[Available data — start]
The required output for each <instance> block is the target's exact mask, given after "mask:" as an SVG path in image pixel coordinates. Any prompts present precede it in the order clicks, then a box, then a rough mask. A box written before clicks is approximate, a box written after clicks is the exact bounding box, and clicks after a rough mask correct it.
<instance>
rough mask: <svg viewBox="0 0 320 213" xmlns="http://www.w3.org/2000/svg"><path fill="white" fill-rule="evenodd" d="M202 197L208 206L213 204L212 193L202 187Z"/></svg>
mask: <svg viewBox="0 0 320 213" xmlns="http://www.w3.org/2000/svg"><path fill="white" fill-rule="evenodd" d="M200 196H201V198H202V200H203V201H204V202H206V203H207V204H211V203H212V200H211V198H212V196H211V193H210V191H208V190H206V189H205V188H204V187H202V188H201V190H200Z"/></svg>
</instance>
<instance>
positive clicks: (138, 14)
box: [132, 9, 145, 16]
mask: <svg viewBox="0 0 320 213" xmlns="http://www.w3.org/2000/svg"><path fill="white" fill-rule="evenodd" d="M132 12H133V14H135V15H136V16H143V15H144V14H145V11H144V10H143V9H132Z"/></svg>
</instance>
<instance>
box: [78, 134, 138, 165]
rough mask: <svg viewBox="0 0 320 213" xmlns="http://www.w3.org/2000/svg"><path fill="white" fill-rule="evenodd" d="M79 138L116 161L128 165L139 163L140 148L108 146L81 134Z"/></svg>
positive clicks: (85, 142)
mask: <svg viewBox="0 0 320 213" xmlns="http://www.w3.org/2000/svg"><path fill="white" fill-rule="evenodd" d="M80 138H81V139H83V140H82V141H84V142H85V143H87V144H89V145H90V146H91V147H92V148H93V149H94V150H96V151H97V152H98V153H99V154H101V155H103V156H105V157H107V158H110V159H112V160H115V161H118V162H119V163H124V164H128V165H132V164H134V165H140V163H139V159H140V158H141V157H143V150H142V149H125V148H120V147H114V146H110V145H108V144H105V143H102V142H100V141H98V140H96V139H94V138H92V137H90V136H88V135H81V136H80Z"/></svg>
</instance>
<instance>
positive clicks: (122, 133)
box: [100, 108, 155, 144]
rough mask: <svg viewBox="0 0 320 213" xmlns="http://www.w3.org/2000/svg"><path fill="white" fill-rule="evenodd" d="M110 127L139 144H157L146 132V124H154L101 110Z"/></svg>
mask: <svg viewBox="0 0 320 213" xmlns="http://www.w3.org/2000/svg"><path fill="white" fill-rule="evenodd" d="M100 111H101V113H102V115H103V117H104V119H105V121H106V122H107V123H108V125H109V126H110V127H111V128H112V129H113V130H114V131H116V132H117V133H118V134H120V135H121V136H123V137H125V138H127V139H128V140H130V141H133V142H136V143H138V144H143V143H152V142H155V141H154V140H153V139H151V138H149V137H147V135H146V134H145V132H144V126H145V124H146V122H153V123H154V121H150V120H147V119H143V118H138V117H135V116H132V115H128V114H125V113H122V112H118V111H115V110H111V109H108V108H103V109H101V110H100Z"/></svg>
[Available data — finish]
=== Task details ===
Copy every record above out again, word for word.

=== Task output ===
The required output for each <instance> block is the target's exact mask, given after "mask:" as an SVG path in image pixel coordinates. Any prompts present precede it in the order clicks, then a box, then a rough mask. A box written before clicks is approximate, a box written after clicks is the exact bounding box, and clicks after a rough mask correct it.
<instance>
rough mask: <svg viewBox="0 0 320 213" xmlns="http://www.w3.org/2000/svg"><path fill="white" fill-rule="evenodd" d="M202 197L208 206L213 204L212 193L202 187Z"/></svg>
mask: <svg viewBox="0 0 320 213" xmlns="http://www.w3.org/2000/svg"><path fill="white" fill-rule="evenodd" d="M200 196H201V198H202V200H203V201H204V202H206V203H207V204H211V203H212V200H211V198H212V196H211V193H210V191H208V190H206V189H205V188H204V187H202V188H201V190H200Z"/></svg>
</instance>
<instance>
positive clicks: (138, 14)
box: [132, 9, 145, 16]
mask: <svg viewBox="0 0 320 213" xmlns="http://www.w3.org/2000/svg"><path fill="white" fill-rule="evenodd" d="M132 12H133V14H135V15H136V16H143V15H144V14H145V11H144V10H143V9H132Z"/></svg>
</instance>
<instance>
box: [78, 134, 138, 165]
rough mask: <svg viewBox="0 0 320 213" xmlns="http://www.w3.org/2000/svg"><path fill="white" fill-rule="evenodd" d="M79 138L116 161L128 165L139 163L140 148L108 146L81 134Z"/></svg>
positive clicks: (85, 142)
mask: <svg viewBox="0 0 320 213" xmlns="http://www.w3.org/2000/svg"><path fill="white" fill-rule="evenodd" d="M80 138H81V139H83V140H82V141H84V142H85V143H87V144H89V145H90V146H91V147H92V148H93V149H94V150H96V151H97V152H98V153H99V154H101V155H103V156H105V157H107V158H110V159H112V160H115V161H118V162H119V163H124V164H128V165H132V164H134V165H140V163H139V159H140V158H141V157H143V150H142V149H125V148H120V147H114V146H110V145H108V144H105V143H102V142H100V141H98V140H96V139H94V138H92V137H90V136H88V135H81V136H80Z"/></svg>
</instance>
<instance>
positive clicks: (122, 133)
box: [100, 108, 155, 144]
rough mask: <svg viewBox="0 0 320 213" xmlns="http://www.w3.org/2000/svg"><path fill="white" fill-rule="evenodd" d="M110 127L139 144H157L146 132V124H154L101 110Z"/></svg>
mask: <svg viewBox="0 0 320 213" xmlns="http://www.w3.org/2000/svg"><path fill="white" fill-rule="evenodd" d="M100 111H101V113H102V115H103V117H104V119H105V121H106V122H107V123H108V125H109V126H110V127H111V128H112V129H113V130H114V131H116V132H117V133H118V134H120V135H121V136H123V137H125V138H127V139H128V140H130V141H133V142H136V143H138V144H143V143H152V142H155V141H154V140H153V139H151V138H149V137H147V135H146V134H145V132H144V126H145V124H146V122H153V123H154V121H150V120H147V119H143V118H138V117H135V116H132V115H128V114H125V113H122V112H118V111H115V110H111V109H108V108H103V109H101V110H100Z"/></svg>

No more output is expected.